**Reading text**

"""

Emotional well-being in children and adolescents treated with atomoxetine for attention-deficit/hyperactivity disorder: findings from a patient, parent and physician perspective using items from the pediatric adverse event rating scale (PAERS).

Published

Journal Article

BACKGROUND: The objective of this analysis was to measure changes in items on the Pediatric Adverse Event Rating Scale (PAERS) that relate to emotional well-being of children and adolescents with Attention-Deficit/Hyperactivity Disorder (ADHD) during treatment with atomoxetine for up to 24 weeks from the perspective of the patient, the parent, and the physician. METHODS: Patients aged 6-17 years with ADHD were treated with atomoxetine (target dose 1.2 mg/kg/day). In the two studies on which this secondary analysis is based the PAERS was used to assess the tolerability of atomoxetine in children and adolescents. This scale has a total of 48 items. The ten items that reflect emotional well-being were selected to measure changes over time from a patient, parent, and physician perspective. RESULTS: 421 patients were treated with atomoxetine. 355 patients completed the 8-week treatment period, and 260 patients completed the 24-week treatment period. The ten items that reflect emotional well-being were grouped in five dimensions: depressed mood, self-harm, irritability/agitation, drowsiness, and euphoria. The scores of these dimensions decreased over time, both from a patient as well as from a parent and physician perspective. Only the dimension self-harm was extremely low at baseline and stayed low over time. The mean scores for the ten items depended on the rater perspective. CONCLUSION: The emotional well-being of children and adolescents with ADHD improved in terms of depressed mood, irritability/agitation, drowsiness, and euphoria during treatment with atomoxetine for up to 24 weeks.

"""

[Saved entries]
"""

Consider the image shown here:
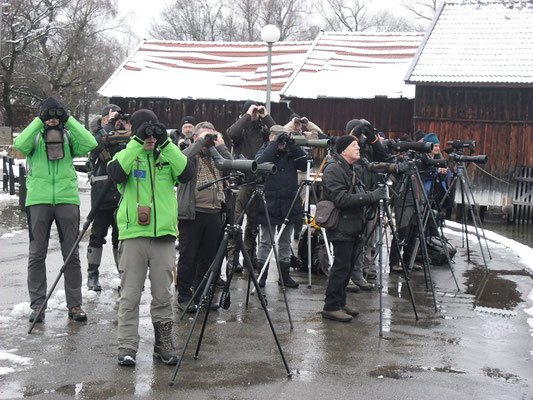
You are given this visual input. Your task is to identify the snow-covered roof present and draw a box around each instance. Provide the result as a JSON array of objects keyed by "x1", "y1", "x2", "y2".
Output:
[
  {"x1": 281, "y1": 32, "x2": 424, "y2": 99},
  {"x1": 98, "y1": 40, "x2": 312, "y2": 101},
  {"x1": 405, "y1": 0, "x2": 533, "y2": 84}
]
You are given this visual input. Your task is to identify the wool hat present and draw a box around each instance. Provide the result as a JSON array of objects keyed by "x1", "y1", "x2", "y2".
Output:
[
  {"x1": 346, "y1": 119, "x2": 363, "y2": 135},
  {"x1": 270, "y1": 125, "x2": 289, "y2": 136},
  {"x1": 39, "y1": 97, "x2": 63, "y2": 115},
  {"x1": 335, "y1": 135, "x2": 356, "y2": 154},
  {"x1": 424, "y1": 133, "x2": 440, "y2": 144},
  {"x1": 415, "y1": 129, "x2": 426, "y2": 142},
  {"x1": 130, "y1": 108, "x2": 159, "y2": 135},
  {"x1": 241, "y1": 100, "x2": 259, "y2": 115},
  {"x1": 102, "y1": 104, "x2": 122, "y2": 117},
  {"x1": 180, "y1": 115, "x2": 196, "y2": 128}
]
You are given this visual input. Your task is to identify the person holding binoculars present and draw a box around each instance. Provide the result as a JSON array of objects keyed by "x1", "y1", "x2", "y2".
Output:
[
  {"x1": 107, "y1": 109, "x2": 194, "y2": 366},
  {"x1": 14, "y1": 97, "x2": 97, "y2": 322}
]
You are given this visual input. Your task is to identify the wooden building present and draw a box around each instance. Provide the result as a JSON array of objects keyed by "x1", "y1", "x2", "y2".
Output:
[
  {"x1": 406, "y1": 0, "x2": 533, "y2": 220},
  {"x1": 99, "y1": 32, "x2": 423, "y2": 135}
]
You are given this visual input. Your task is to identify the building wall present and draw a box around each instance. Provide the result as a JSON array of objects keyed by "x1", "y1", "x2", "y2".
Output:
[{"x1": 414, "y1": 86, "x2": 533, "y2": 205}]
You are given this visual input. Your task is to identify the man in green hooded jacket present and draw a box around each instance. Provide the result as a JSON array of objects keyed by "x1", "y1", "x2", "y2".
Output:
[
  {"x1": 14, "y1": 97, "x2": 97, "y2": 322},
  {"x1": 107, "y1": 109, "x2": 194, "y2": 366}
]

"""

**Work required**
Answer these questions from the atomoxetine abstract:
(a) How many items does the Pediatric Adverse Event Rating Scale have in total?
(b) How many patients completed the 24-week treatment period?
(c) Which dimension was extremely low at baseline and stayed low over time?

**Written response**
(a) 48
(b) 260
(c) Self-harm